■ **WHAT TO WORK ON**
Once you have read the entries, copy all of them exactly.

START EXTRACTED RECORDS

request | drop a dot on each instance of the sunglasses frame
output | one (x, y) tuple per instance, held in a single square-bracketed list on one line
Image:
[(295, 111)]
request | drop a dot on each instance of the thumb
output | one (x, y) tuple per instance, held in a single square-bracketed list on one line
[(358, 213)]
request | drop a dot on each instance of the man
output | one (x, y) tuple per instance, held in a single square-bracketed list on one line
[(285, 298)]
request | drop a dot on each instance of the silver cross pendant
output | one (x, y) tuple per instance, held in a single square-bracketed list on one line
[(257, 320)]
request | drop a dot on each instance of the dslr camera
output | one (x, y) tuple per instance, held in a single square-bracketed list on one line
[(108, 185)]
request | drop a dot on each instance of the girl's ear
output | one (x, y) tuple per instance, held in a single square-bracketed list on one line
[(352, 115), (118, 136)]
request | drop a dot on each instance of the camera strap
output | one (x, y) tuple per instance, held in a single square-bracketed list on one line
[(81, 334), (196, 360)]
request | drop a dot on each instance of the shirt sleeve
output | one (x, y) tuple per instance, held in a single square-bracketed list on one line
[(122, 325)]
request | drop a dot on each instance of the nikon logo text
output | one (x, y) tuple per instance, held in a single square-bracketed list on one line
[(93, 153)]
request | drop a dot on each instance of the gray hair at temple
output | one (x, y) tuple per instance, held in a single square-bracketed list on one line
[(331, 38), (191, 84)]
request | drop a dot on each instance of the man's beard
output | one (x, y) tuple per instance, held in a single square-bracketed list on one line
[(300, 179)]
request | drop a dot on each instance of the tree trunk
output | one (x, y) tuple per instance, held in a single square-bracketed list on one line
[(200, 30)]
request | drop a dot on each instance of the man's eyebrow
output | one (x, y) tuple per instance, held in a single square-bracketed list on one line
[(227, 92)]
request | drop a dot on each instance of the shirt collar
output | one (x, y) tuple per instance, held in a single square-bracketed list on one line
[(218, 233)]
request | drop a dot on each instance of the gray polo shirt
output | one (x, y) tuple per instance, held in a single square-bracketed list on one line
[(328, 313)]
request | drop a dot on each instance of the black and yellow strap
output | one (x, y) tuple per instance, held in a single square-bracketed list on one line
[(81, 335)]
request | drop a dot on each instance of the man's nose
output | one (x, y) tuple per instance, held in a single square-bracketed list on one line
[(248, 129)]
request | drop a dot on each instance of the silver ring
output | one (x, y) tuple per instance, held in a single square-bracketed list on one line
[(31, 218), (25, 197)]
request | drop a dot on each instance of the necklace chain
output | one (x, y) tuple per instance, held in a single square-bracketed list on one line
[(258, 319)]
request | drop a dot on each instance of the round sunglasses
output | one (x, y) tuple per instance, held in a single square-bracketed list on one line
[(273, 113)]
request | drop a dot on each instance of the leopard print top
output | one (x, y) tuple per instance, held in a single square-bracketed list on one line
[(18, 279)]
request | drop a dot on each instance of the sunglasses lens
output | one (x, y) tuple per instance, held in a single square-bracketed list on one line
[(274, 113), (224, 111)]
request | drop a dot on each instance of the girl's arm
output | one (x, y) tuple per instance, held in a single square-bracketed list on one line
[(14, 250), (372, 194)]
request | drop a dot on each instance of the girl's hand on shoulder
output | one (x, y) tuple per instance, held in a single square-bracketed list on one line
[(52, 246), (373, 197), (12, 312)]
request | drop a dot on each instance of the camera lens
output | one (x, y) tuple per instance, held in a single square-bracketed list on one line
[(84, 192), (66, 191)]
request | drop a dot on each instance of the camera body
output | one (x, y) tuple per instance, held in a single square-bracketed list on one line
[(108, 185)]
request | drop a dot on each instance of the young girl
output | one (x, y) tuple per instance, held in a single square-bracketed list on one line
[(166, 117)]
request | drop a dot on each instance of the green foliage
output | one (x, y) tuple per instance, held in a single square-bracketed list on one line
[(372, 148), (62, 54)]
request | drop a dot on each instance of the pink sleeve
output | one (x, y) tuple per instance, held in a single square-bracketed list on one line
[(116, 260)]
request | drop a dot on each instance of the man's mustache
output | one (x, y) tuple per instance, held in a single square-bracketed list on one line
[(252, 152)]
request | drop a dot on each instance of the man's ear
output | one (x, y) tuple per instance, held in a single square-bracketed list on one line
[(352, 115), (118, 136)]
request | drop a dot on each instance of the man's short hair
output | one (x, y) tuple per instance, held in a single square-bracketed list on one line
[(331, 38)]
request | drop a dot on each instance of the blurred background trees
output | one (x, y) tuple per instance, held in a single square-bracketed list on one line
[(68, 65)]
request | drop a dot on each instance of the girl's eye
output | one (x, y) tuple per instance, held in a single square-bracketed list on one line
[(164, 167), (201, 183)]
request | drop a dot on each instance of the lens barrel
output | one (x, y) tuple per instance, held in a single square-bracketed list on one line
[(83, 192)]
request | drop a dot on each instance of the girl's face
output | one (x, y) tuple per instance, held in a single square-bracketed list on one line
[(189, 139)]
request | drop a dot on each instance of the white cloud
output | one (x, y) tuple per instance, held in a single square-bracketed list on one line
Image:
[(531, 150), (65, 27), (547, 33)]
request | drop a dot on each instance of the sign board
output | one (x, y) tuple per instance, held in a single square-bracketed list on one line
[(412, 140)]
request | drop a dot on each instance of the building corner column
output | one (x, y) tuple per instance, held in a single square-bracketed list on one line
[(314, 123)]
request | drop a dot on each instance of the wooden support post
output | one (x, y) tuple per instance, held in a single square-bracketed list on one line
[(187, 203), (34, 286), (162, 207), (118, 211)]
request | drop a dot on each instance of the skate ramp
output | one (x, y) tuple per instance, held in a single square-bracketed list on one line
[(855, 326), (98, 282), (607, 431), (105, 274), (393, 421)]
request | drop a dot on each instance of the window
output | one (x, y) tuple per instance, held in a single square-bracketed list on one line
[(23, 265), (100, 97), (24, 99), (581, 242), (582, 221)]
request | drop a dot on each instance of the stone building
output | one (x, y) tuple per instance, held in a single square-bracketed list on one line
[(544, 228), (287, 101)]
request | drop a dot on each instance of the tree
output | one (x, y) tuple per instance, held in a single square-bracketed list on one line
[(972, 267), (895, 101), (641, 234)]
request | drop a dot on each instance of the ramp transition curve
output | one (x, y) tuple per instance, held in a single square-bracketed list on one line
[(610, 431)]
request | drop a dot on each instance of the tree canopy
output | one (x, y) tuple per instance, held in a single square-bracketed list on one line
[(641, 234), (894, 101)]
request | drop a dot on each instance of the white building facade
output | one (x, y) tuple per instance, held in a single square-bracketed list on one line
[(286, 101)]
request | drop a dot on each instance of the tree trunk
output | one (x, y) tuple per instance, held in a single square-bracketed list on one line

END EXTRACTED RECORDS

■ **EXERCISE ANSWER**
request | drop a dot on each instance of the sunglasses frame
output | one (x, y) tuple per instance, held in a single square-bracketed list on one line
Image:
[(295, 111)]
request | drop a dot on each instance of the thumb
output | one (x, y) tuple per instance, held in a single square-bracketed list on one line
[(358, 213)]
request | drop a dot on each instance of the man
output | one (x, y) tuple per instance, held in a single square-bracketed list on one line
[(285, 298)]
request | drop a dot on each instance of the silver cross pendant
output | one (x, y) tuple per instance, held in a single square-bracketed list on one line
[(257, 320)]
request | drop a dot on each instance of the dslr camera
output | one (x, y) tuple per instance, held in a single square-bracketed list on one line
[(108, 185)]
request | drop a dot on each instance of the girl's ear
output | one (x, y) tuple per instance, held in a single square-bracketed list on one line
[(352, 115), (118, 136)]
request | drop a dot on each instance of the camera strap
output | one (x, y) tuple per instance, held in a single square-bracketed list on one line
[(81, 334), (196, 360)]
request | drop a dot on each instance of the shirt sleeve
output | one (x, y) tuple per instance, held in a single square-bracketed list on one line
[(122, 325)]
request | drop a dot on each instance of the nikon logo text
output | one (x, y) tuple per instance, held in a single square-bracketed list on one line
[(93, 153)]
request | drop a dot on each instance of the gray hair at temple
output | one (x, y) tuple per instance, held in a single square-bracketed list on one line
[(331, 38), (191, 84)]
request | drop a dot on each instance of the man's beard
output | one (x, y) tuple per instance, held in a single square-bracketed list on one line
[(300, 179)]
request | drop a dot on each instance of the tree trunk
output | one (x, y) tuple per instance, held in a single square-bracketed list on one line
[(200, 30)]
request | drop a dot on each instance of the man's eyebrow
output | one (x, y) tuple per instance, held in a single square-bracketed list on one line
[(227, 92)]
request | drop a dot on each instance of the shirt collar
output | one (x, y) tuple per instance, held in a single square-bracketed list on one line
[(218, 233)]
request | drop a dot on each instance of the gray polo shirt
output | one (x, y) tuple per instance, held in a single square-bracketed list on one line
[(328, 313)]
request | drop a dot on each instance of the black and yellow strap
output | one (x, y) tuple per instance, held in a single square-bracketed list on one line
[(81, 335)]
request | drop a dot on each instance of the man's nose
output | one (x, y) tuple per instance, held in a single square-bracketed list on one line
[(248, 129)]
request | drop a dot on each instance of the silver ring
output | one (x, y) tuple per instance, held in a single square-bracketed list on one line
[(31, 218), (25, 197)]
request | drop a dot on each instance of the necklace chain
output | one (x, y) tuple per instance, held in a single square-bracketed list on one line
[(258, 319)]
request | drop a dot on each instance of the round sunglasses
output | one (x, y) tuple per instance, held in a single square-bracketed list on one line
[(273, 113)]
request | drop a dot on each instance of the leopard print top
output | one (x, y) tuple per instance, held in a single square-bracketed list on one line
[(18, 279)]
request | drop a dot on each instance of the sunglasses lens
output | one (x, y) tuple per instance, held in a single square-bracketed list on one line
[(274, 113), (224, 111)]
request | drop a dot on each instance of the girl's arm
output | one (x, y) tuple per instance, held in a single square-bracketed list on one line
[(14, 250), (372, 194)]
request | drop a dot on each instance of the girl's hand on shoulder
output | one (x, y) tuple per instance, held in a single square-bracketed list on one line
[(52, 246), (373, 197), (12, 312)]
request | drop a dot on each instance of the camera lens
output | one (x, y) tuple per instance, held in a single square-bracketed list on one line
[(84, 192), (66, 191)]
request | drop a dot on each instance of the camera body
output | one (x, y) tuple per instance, held in a single square-bracketed list on one line
[(108, 185)]
request | drop a dot on each instance of the young girl
output | one (x, y) tuple per instance, held in a single square-bracketed list on one line
[(166, 117)]
request | drop a dot on each instance of the green foliage
output | one (x, y) tuple per instance, held in a single square-bracketed list on one line
[(372, 148), (62, 54)]
request | drop a dot on each instance of the pink sleeve
output | one (x, y) tuple per instance, held in a single square-bracketed list on one line
[(116, 260)]
request | drop a dot on each instance of the man's mustache
output | one (x, y) tuple per instance, held in a single square-bracketed list on one line
[(252, 152)]
request | drop a dot on each instance of the man's ear
output | one (x, y) tuple per instance, held in a single square-bracketed list on one line
[(352, 115), (118, 136)]
request | drop a dot on each instance of the man's short hair
output | one (x, y) tuple per instance, held in a single square-bracketed list on one line
[(331, 38)]
request | drop a dot on each instance of the blurred background trees
output | one (x, y) tuple per instance, held in a single square-bracketed list on one line
[(68, 65)]
request | drop a dot on each instance of the girl's eye
output | one (x, y) tuple per instance, held in a single square-bracketed list on one line
[(164, 167), (201, 183)]
request | drop a dot on each instance of the lens barrel
output | one (x, y) tuple per instance, held in a single square-bracketed list on one line
[(83, 192)]
request | drop a dot on each instance of the girl's face
output | one (x, y) tuple per instance, held in a single square-bracketed list on one line
[(189, 139)]
request | drop a dot on each instance of the white cloud
output | one (x, y) tuple per instance, held in a single square-bracketed list on one line
Image:
[(531, 150), (65, 27), (547, 33)]
request | drop a dot on each instance of the sign board
output | one (x, y) tuple per instance, held in a single square-bracketed list on one line
[(412, 140)]
request | drop a dot on each instance of the building corner column
output | one (x, y) tuple per instance, held in a single square-bracketed list on one line
[(314, 123)]
request | drop a dot on each instance of the wooden support post
output | one (x, y) tuple per instance, held in a single square-bracketed list on one line
[(187, 203), (34, 286), (162, 207), (118, 211)]
request | drop a dot on each instance of the skate ramp
output | one (x, y) tuple per instance, held in a single square-bracketed list on one line
[(855, 326), (98, 282), (607, 431), (105, 274), (393, 421)]
request | drop a dot on each instance of the window
output | one (x, y) tuple per instance, held in a single square-bracketed list on one line
[(23, 265), (100, 97), (24, 99), (581, 242), (582, 221)]
request | drop a dot on each instance of the stone building
output | one (x, y) tuple per instance, held in a single square-bracketed list on one line
[(544, 228), (287, 101)]
request | drop a dot on each instance of the tree
output | one (x, y) tuple per instance, held in a single square-bracketed list on one line
[(972, 267), (895, 101), (641, 234)]
request | drop a dot on each instance of the ramp transition curve
output | one (x, y) tuple per instance, held in a single square-bracketed list on one line
[(610, 431)]
request | drop a dot on each instance of the tree canopy
output | one (x, y) tuple per instance, held in a single square-bracketed list on one line
[(641, 234), (894, 101)]
request | drop a dot on each instance of the white building facade
output | one (x, y) tuple per instance, held in a single square-bracketed list on one line
[(286, 101)]
request | drop a dot on each instance of the tree trunk
output | one (x, y) tuple per instance, held in a single square-bracketed list on one line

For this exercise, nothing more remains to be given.